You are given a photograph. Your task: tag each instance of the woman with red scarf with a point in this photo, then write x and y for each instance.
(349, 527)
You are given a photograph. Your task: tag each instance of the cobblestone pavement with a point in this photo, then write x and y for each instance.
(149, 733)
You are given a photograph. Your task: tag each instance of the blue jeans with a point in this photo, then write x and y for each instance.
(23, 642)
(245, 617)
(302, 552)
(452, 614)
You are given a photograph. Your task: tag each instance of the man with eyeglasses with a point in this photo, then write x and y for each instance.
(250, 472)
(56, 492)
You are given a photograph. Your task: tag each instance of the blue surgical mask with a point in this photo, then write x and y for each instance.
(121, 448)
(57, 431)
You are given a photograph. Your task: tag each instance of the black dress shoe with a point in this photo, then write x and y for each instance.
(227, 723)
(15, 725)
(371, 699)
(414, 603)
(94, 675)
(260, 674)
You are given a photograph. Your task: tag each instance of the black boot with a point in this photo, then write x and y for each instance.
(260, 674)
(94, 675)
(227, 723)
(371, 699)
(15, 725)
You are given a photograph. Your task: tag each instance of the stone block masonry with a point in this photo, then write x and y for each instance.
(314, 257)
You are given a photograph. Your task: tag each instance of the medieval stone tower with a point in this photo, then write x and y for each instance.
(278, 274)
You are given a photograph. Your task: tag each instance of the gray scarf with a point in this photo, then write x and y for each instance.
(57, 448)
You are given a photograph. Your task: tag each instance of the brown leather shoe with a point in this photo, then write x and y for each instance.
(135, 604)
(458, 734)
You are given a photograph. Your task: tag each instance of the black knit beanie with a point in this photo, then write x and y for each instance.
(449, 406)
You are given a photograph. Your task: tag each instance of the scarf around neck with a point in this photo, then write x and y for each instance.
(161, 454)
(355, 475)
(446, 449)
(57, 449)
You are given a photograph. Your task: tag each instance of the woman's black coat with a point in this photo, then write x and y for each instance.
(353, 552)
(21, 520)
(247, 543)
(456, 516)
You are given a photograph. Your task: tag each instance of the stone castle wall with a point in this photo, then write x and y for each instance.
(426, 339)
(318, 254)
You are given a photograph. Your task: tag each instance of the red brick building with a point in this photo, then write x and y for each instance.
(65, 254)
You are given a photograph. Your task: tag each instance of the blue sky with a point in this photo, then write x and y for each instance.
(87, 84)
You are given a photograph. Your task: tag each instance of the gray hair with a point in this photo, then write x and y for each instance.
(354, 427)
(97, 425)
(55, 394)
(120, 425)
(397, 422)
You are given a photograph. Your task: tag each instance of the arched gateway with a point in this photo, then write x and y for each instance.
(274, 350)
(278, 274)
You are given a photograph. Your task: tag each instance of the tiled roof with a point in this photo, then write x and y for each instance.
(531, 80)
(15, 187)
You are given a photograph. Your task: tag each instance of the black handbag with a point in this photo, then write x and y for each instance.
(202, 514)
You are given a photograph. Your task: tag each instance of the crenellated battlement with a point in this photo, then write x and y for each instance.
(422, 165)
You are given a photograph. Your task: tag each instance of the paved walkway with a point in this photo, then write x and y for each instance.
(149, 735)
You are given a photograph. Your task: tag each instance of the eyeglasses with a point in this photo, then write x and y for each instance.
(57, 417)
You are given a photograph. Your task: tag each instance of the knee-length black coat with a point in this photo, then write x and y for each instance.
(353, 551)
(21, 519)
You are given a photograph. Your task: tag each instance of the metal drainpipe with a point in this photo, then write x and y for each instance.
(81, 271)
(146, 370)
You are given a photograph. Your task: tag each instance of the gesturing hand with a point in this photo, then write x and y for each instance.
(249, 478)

=== Job ===
Only the lines from the one containing "of the woman's" through the end of the entries above belong in the answer; repeat them exactly.

=== The response ===
You are given a photograph. Your task: tag each instance of the woman's black coat with a point in this photo, then write x and y for each instance.
(353, 552)
(21, 520)
(247, 543)
(456, 516)
You are given a photograph. Your task: tag each instance of the stone castle wall with a point in this photo, then write x and y for each instance.
(426, 339)
(318, 254)
You are given a photograph. Your task: tag each instance of the red brick building with a point in this photo, then write x and y for each instance.
(65, 254)
You are given a photograph. Your task: tag each instance of the blue sky with a point in this photo, then write x and y for each instance.
(87, 84)
You are given a photograph. Your task: tag each instance of the gray hair with a point in this photo, then write x and y for each instance.
(354, 427)
(97, 425)
(55, 394)
(120, 425)
(397, 422)
You are given a photograph. Your task: tag each instance of the arched gateway with a point in this photo, then write x and y for each instance.
(274, 350)
(278, 274)
You are given a photograph. Your task: tag each instance of the tiled roof with a point in this photo, then write x and y for each instance.
(531, 80)
(15, 187)
You are given a photograph. Your task: tag each instance of the black handbag with a point in this photo, then write x and y for each instance.
(202, 514)
You are given a photograph. Your task: tag each instance of the crenellated battlement with a point in this photo, then write x and y for each instance.
(422, 165)
You are given a photograph. Your task: tag each instance of the paved walkway with a point in this photo, then write x and y for each instance.
(149, 735)
You are given a photograph. Your task: tag each instance of the eyeglasses with a point in this photo, then write x and y for each instance.
(57, 417)
You are given a photograph. Your task: tag each instance of the knee-length black coat with a point in this photo, then write x and y for each instance.
(353, 551)
(21, 519)
You are given a photograph. Your task: tag each instance of the metal drainpipe with a point in this photo, then write x and y for each instance.
(81, 271)
(146, 370)
You are given a photograph. Your task: tag each instance of the gesturing hand with a point in this photo, then write x and y for each instance.
(249, 478)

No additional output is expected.